▸ Assignment:
What is needed is a copy of each line in the listing that contains "truck".

⁂

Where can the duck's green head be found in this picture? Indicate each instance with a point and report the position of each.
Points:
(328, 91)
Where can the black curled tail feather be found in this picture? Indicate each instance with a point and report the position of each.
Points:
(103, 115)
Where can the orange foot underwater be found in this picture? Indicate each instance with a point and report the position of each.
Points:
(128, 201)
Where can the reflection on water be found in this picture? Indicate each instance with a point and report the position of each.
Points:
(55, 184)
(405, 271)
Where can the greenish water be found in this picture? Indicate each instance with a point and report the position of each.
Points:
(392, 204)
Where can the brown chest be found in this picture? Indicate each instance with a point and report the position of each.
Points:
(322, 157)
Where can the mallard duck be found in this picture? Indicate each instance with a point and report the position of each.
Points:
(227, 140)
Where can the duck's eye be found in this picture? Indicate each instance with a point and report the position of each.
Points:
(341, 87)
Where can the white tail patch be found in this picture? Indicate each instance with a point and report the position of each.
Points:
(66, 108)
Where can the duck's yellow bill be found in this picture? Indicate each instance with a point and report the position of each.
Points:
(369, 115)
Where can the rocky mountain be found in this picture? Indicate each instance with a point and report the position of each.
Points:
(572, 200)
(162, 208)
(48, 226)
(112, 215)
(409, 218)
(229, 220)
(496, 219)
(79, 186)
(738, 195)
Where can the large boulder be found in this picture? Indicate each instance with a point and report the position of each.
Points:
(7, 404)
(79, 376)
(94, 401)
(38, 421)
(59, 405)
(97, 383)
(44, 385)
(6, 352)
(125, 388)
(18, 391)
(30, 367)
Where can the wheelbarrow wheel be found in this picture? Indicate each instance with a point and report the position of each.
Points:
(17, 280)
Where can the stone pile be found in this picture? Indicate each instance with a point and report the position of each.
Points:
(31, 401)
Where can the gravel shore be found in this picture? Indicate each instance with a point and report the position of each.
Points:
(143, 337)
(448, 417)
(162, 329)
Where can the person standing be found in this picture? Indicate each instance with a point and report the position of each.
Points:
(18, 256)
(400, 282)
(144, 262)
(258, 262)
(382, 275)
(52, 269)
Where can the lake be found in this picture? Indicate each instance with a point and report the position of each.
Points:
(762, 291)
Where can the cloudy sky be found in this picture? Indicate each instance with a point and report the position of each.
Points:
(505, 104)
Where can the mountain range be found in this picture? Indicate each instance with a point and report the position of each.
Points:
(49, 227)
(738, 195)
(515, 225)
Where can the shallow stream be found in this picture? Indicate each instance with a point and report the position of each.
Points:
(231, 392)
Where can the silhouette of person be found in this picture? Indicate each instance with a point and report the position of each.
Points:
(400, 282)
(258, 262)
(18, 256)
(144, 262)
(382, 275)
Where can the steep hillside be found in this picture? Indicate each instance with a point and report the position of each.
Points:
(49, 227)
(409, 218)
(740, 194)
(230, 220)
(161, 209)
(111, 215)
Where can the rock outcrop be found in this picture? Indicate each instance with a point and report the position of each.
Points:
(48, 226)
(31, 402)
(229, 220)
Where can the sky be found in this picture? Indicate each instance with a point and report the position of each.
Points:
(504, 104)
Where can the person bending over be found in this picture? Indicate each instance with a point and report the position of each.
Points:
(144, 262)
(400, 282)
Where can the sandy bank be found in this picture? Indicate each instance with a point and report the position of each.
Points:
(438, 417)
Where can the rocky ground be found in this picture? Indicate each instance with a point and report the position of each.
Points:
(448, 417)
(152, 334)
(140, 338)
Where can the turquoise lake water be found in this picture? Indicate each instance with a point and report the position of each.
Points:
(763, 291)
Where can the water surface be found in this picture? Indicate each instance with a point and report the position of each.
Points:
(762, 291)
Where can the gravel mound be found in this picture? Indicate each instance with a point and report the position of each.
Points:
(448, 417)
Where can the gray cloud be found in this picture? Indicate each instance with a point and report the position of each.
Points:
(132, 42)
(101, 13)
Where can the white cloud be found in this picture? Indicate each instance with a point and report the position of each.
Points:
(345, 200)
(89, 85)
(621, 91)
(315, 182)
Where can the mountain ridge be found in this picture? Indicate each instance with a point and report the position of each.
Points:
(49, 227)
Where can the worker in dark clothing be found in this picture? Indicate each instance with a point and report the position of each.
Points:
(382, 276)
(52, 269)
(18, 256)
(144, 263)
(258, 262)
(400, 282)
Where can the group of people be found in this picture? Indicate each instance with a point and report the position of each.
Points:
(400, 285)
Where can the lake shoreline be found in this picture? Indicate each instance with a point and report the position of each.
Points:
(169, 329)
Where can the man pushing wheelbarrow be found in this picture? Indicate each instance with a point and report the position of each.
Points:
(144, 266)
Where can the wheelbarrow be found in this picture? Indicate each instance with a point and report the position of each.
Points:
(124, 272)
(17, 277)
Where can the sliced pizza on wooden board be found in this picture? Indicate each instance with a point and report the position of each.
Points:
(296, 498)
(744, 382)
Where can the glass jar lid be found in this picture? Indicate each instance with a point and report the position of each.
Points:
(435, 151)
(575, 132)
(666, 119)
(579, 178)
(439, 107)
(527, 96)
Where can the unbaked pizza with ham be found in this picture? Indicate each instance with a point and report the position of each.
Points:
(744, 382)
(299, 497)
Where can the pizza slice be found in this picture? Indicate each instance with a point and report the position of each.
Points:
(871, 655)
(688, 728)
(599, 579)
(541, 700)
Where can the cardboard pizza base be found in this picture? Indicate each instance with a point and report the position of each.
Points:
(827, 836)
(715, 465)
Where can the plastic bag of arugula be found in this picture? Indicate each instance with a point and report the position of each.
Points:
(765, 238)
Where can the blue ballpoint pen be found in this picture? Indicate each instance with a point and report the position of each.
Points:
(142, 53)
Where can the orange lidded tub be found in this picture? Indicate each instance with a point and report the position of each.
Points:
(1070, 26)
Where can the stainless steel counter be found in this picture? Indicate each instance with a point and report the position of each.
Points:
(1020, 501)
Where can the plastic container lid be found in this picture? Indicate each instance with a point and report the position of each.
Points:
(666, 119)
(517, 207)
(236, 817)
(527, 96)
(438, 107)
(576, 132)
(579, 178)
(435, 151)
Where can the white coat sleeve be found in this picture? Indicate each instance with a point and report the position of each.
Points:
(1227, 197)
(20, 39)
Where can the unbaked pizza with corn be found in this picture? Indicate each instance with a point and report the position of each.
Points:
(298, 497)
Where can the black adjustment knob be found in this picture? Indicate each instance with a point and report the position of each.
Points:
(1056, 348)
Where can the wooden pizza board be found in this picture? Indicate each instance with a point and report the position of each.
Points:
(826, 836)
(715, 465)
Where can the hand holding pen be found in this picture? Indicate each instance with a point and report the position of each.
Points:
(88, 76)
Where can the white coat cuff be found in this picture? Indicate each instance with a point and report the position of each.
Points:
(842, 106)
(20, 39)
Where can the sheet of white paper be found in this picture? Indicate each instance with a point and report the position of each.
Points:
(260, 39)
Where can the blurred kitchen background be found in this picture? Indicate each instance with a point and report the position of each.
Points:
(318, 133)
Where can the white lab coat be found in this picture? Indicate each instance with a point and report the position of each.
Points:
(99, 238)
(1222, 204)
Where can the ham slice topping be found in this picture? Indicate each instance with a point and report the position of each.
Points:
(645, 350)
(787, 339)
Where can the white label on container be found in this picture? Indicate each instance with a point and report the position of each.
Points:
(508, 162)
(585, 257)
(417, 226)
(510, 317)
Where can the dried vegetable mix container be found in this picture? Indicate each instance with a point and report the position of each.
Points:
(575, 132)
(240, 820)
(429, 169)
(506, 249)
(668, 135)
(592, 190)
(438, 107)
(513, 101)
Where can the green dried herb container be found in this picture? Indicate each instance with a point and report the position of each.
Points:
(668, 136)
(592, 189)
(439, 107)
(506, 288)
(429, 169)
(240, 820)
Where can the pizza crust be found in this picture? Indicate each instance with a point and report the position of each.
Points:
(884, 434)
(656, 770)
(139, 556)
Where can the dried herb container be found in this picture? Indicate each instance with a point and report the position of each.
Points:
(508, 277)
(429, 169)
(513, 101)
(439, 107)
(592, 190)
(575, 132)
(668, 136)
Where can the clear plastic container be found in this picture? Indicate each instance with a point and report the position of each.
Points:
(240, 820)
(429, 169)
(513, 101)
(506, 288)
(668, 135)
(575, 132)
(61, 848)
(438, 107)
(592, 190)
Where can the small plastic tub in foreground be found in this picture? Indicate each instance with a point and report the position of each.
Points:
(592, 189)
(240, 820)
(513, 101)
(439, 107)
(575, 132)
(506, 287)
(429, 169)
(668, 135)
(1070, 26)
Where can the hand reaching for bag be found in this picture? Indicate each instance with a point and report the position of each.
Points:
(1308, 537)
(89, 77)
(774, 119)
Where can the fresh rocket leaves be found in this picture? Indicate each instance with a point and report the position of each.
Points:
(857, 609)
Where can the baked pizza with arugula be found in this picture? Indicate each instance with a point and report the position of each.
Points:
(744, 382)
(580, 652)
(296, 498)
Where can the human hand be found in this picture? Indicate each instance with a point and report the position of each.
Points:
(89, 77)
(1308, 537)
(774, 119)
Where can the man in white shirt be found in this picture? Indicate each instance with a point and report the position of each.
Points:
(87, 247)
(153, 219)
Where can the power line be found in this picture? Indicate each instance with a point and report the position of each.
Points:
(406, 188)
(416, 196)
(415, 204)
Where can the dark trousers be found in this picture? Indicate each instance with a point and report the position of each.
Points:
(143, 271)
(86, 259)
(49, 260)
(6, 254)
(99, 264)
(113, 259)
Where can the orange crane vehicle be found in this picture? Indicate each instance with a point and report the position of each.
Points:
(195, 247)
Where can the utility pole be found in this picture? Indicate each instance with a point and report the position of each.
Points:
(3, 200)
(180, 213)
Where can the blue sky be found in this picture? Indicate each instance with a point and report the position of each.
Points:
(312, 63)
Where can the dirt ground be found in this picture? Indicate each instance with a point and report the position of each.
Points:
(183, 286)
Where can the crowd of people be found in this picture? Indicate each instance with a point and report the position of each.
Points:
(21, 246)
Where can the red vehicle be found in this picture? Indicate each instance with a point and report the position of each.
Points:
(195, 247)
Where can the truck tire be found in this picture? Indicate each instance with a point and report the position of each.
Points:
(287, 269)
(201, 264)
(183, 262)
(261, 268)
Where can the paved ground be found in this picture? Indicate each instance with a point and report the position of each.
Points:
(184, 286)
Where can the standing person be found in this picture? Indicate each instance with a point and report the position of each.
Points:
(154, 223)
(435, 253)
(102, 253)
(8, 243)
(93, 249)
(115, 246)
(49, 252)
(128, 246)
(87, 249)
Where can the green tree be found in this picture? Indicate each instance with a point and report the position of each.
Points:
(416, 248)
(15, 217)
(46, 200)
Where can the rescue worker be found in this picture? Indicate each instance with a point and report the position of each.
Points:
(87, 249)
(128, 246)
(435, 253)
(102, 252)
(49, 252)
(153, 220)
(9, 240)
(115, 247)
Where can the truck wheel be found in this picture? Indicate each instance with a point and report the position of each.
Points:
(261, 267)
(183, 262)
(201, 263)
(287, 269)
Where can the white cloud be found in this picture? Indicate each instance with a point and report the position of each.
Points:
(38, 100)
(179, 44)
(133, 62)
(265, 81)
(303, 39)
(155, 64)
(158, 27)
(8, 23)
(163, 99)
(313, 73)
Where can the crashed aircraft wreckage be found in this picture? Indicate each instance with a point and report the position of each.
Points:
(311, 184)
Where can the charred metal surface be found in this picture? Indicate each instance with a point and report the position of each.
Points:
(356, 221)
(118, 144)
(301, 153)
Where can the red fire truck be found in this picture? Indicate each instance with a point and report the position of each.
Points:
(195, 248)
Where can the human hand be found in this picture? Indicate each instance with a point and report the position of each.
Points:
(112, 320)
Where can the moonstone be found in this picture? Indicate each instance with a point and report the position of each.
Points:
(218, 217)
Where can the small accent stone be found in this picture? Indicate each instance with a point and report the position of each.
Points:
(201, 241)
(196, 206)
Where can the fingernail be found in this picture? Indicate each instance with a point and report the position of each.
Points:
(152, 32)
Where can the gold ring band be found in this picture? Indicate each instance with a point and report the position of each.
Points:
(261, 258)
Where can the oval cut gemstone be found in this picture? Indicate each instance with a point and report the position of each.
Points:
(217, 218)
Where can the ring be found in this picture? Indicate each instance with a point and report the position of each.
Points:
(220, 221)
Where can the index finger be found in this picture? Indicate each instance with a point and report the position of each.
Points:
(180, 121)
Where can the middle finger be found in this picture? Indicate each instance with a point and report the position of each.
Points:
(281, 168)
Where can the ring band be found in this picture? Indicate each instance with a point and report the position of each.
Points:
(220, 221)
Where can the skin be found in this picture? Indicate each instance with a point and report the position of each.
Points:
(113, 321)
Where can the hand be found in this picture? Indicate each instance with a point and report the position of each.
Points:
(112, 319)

⁂

▸ Task response:
Where can the truck tire be found in this picture? Indicate each instance with a point and report the position of each.
Where can the truck wheel be found in this picture? Indicate each instance with a point and report the position of each.
Where can the red fire truck be found in this picture? Indicate each instance with a point and report the position of each.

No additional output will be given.